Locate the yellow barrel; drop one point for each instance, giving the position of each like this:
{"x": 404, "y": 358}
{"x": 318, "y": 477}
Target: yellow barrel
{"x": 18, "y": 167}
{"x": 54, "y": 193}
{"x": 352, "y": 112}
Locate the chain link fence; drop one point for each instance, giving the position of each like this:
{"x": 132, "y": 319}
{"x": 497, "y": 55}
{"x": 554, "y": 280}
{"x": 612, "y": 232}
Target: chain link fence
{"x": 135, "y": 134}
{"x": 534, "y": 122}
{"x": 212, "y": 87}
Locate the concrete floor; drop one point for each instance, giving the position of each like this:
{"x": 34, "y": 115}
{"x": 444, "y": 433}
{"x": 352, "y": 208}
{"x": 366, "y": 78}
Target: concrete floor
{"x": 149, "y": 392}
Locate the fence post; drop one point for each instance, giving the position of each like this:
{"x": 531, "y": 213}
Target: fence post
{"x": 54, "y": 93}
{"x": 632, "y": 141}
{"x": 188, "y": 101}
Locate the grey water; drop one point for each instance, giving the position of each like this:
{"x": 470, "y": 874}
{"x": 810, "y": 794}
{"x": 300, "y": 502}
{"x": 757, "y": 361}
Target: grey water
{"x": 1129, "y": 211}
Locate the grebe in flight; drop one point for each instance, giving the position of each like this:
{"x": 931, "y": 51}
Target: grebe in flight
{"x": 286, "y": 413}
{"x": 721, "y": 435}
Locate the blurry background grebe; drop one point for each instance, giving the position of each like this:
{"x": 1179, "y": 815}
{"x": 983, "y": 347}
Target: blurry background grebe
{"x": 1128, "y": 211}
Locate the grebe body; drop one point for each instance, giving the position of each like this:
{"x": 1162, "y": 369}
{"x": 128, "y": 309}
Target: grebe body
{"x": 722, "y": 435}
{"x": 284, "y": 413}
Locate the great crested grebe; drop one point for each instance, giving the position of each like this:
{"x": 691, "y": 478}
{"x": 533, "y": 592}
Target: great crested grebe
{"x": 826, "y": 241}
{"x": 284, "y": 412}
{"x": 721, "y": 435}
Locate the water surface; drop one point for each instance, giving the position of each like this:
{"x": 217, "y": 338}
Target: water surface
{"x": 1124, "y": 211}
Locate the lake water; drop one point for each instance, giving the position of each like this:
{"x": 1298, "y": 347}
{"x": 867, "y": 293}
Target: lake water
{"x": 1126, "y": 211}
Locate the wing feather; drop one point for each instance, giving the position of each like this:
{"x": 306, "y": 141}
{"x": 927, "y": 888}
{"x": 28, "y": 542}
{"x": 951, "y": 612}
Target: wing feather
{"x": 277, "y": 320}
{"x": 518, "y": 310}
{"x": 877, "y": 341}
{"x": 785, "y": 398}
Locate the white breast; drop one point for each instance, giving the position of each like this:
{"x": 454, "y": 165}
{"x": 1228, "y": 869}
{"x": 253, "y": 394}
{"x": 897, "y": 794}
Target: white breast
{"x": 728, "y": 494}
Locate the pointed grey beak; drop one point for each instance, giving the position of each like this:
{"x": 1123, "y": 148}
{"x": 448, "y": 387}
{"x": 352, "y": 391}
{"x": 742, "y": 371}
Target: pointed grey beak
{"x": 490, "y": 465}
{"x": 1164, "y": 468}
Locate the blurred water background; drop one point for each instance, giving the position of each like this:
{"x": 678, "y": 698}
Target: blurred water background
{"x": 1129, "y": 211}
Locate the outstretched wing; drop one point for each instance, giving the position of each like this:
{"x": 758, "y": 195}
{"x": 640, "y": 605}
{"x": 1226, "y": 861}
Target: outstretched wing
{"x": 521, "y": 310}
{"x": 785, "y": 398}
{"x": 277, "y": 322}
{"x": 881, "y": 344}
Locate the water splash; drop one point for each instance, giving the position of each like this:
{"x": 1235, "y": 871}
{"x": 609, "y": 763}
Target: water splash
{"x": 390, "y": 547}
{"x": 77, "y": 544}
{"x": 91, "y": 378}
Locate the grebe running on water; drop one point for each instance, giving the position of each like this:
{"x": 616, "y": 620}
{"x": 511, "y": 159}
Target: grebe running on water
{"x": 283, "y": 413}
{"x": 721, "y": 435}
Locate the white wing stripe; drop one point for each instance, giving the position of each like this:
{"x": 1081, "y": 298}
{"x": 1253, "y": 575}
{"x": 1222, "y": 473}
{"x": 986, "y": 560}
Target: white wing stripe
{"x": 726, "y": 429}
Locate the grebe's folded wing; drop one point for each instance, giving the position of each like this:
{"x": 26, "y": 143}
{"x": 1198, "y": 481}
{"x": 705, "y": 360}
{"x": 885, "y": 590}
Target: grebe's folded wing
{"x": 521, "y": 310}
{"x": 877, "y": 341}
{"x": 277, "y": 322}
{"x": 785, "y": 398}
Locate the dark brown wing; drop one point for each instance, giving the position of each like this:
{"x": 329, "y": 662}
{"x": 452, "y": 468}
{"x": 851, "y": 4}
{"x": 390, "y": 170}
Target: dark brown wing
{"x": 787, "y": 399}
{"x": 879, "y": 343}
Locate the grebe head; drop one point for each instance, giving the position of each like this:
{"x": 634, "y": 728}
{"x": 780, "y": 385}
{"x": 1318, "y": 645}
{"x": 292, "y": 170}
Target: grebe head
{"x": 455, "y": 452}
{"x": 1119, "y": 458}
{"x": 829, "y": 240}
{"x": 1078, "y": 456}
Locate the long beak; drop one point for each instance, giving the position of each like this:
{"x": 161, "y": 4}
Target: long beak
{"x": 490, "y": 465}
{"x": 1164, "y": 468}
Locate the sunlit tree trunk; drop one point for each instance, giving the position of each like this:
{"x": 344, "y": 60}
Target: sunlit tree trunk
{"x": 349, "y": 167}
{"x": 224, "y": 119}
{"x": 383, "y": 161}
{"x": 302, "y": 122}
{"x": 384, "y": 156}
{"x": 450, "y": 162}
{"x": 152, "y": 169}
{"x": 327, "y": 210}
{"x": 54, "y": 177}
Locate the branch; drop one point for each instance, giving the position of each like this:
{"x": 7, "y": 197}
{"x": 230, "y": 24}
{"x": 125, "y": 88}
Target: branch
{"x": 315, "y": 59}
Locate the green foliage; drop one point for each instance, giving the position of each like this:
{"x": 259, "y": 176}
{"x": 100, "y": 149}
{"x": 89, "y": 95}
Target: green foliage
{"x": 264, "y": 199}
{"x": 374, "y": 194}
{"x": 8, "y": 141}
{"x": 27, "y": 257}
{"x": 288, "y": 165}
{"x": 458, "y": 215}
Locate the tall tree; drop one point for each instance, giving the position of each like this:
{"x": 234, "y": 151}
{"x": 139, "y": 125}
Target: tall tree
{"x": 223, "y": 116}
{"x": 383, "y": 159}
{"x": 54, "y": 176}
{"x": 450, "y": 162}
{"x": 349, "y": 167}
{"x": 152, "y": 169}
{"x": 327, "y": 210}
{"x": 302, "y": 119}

+-------+

What you need to do » Print all of the entries exactly as they appear.

Response to the task »
Locate the yellow barrel; drop one point for each instance, giving the position of each like this:
{"x": 404, "y": 358}
{"x": 318, "y": 477}
Target: yellow barrel
{"x": 18, "y": 167}
{"x": 54, "y": 193}
{"x": 352, "y": 112}
Locate the chain link fence; drop one point for each instance, giving the position of each like this:
{"x": 132, "y": 319}
{"x": 497, "y": 55}
{"x": 554, "y": 280}
{"x": 612, "y": 232}
Target: chain link fence
{"x": 135, "y": 134}
{"x": 534, "y": 122}
{"x": 212, "y": 87}
Locate the concrete floor; drop one point for each instance, giving the position of each like this:
{"x": 34, "y": 115}
{"x": 444, "y": 433}
{"x": 352, "y": 208}
{"x": 366, "y": 78}
Target: concrete floor
{"x": 149, "y": 392}
Locate the fence post; drop one point for each instance, giving the position of each like this:
{"x": 531, "y": 213}
Target: fence post
{"x": 54, "y": 93}
{"x": 632, "y": 141}
{"x": 188, "y": 101}
Locate the grey water; drop one point for each instance, giving the position of each like this:
{"x": 470, "y": 874}
{"x": 810, "y": 794}
{"x": 300, "y": 502}
{"x": 757, "y": 361}
Target: grey water
{"x": 1129, "y": 211}
Locate the grebe in flight; drop one point for each instance, giving the position of each like this:
{"x": 931, "y": 51}
Target: grebe in flight
{"x": 286, "y": 413}
{"x": 721, "y": 435}
Locate the blurry background grebe; drop one point for each instance, giving the position of each like this:
{"x": 1179, "y": 815}
{"x": 983, "y": 347}
Target: blurry background grebe
{"x": 1128, "y": 211}
Locate the grebe body; drop one point for each instance, giving the position of each like this:
{"x": 1162, "y": 369}
{"x": 128, "y": 309}
Target: grebe body
{"x": 722, "y": 435}
{"x": 284, "y": 413}
Locate the great crested grebe; drop one point for each instance, giving the position of each like this:
{"x": 691, "y": 478}
{"x": 533, "y": 592}
Target: great crested grebe
{"x": 826, "y": 241}
{"x": 284, "y": 412}
{"x": 721, "y": 435}
Locate the water surface; drop one point for each instance, giving the position of each like this:
{"x": 217, "y": 338}
Target: water surface
{"x": 1124, "y": 211}
Locate the lake water; drop one point for each instance, giving the position of each like this:
{"x": 1298, "y": 347}
{"x": 867, "y": 293}
Target: lake water
{"x": 1126, "y": 211}
Locate the wing feather; drop one point for each instance, giving the position of each like this:
{"x": 306, "y": 141}
{"x": 927, "y": 888}
{"x": 28, "y": 542}
{"x": 951, "y": 612}
Target: wing feather
{"x": 277, "y": 320}
{"x": 518, "y": 310}
{"x": 877, "y": 341}
{"x": 785, "y": 398}
Locate the white breast; drop one point for each instance, giving the position of each like this:
{"x": 454, "y": 165}
{"x": 1228, "y": 869}
{"x": 253, "y": 394}
{"x": 897, "y": 794}
Target: white breast
{"x": 728, "y": 494}
Locate the pointed grey beak; drop one point for each instance, giving the position of each like this:
{"x": 1123, "y": 148}
{"x": 448, "y": 387}
{"x": 352, "y": 391}
{"x": 742, "y": 371}
Target: pointed grey beak
{"x": 490, "y": 465}
{"x": 1164, "y": 468}
Locate the blurred water background; drop one point for each instance, giving the position of each like this:
{"x": 678, "y": 698}
Target: blurred water background
{"x": 1129, "y": 211}
Locate the outstretched wing; drop one point for each instance, giving the position of each like this:
{"x": 758, "y": 195}
{"x": 640, "y": 605}
{"x": 1226, "y": 861}
Target: outstretched wing
{"x": 521, "y": 310}
{"x": 785, "y": 398}
{"x": 277, "y": 322}
{"x": 881, "y": 344}
Locate the water splash; drop one point for each instance, giving the position of each like this:
{"x": 1235, "y": 871}
{"x": 609, "y": 763}
Target: water splash
{"x": 390, "y": 547}
{"x": 77, "y": 544}
{"x": 91, "y": 378}
Locate the grebe running on water; drop one point for each instance, giving the position of each like this:
{"x": 616, "y": 620}
{"x": 511, "y": 159}
Target: grebe running on water
{"x": 283, "y": 413}
{"x": 721, "y": 435}
Locate the white wing stripe; drop one point for each instance, giving the position of each like this:
{"x": 1081, "y": 298}
{"x": 1253, "y": 575}
{"x": 1222, "y": 473}
{"x": 986, "y": 560}
Target: white wing stripe
{"x": 726, "y": 429}
Locate the grebe's folded wing; drop one point for each instance, giving the position of each like this:
{"x": 26, "y": 143}
{"x": 1198, "y": 481}
{"x": 705, "y": 360}
{"x": 885, "y": 590}
Target: grebe's folded wing
{"x": 521, "y": 310}
{"x": 877, "y": 341}
{"x": 277, "y": 322}
{"x": 785, "y": 398}
Locate the dark brown wing; drop one point for each instance, giving the position of each like this:
{"x": 329, "y": 662}
{"x": 452, "y": 468}
{"x": 851, "y": 4}
{"x": 390, "y": 170}
Target: dark brown wing
{"x": 787, "y": 399}
{"x": 879, "y": 343}
Locate the grebe head; drop one point for each instance, giving the position of each like this:
{"x": 634, "y": 728}
{"x": 780, "y": 385}
{"x": 1318, "y": 645}
{"x": 292, "y": 170}
Target: grebe head
{"x": 455, "y": 452}
{"x": 1119, "y": 458}
{"x": 829, "y": 240}
{"x": 1078, "y": 456}
Locate the long beak; drop one point for each instance, giving the position of each like this:
{"x": 161, "y": 4}
Target: long beak
{"x": 490, "y": 465}
{"x": 1164, "y": 468}
Locate the sunlit tree trunk; drop one point for each instance, giving the position of each like this:
{"x": 344, "y": 60}
Target: sunlit tree trunk
{"x": 349, "y": 167}
{"x": 224, "y": 119}
{"x": 383, "y": 161}
{"x": 302, "y": 122}
{"x": 384, "y": 156}
{"x": 450, "y": 162}
{"x": 152, "y": 169}
{"x": 327, "y": 210}
{"x": 54, "y": 177}
Locate the branch; drop one point for each instance, giving the position of each like this:
{"x": 7, "y": 197}
{"x": 230, "y": 24}
{"x": 125, "y": 88}
Target: branch
{"x": 315, "y": 59}
Locate the green foliage; drop one point for each instance, giving the position of each like this:
{"x": 259, "y": 176}
{"x": 100, "y": 149}
{"x": 89, "y": 95}
Target: green foliage
{"x": 264, "y": 199}
{"x": 374, "y": 194}
{"x": 8, "y": 141}
{"x": 27, "y": 257}
{"x": 288, "y": 165}
{"x": 458, "y": 215}
Locate the tall tree; drop one point for each instance, giving the position of each like this:
{"x": 234, "y": 151}
{"x": 139, "y": 125}
Target: tall tree
{"x": 223, "y": 116}
{"x": 383, "y": 159}
{"x": 54, "y": 176}
{"x": 450, "y": 162}
{"x": 349, "y": 167}
{"x": 152, "y": 169}
{"x": 327, "y": 210}
{"x": 302, "y": 119}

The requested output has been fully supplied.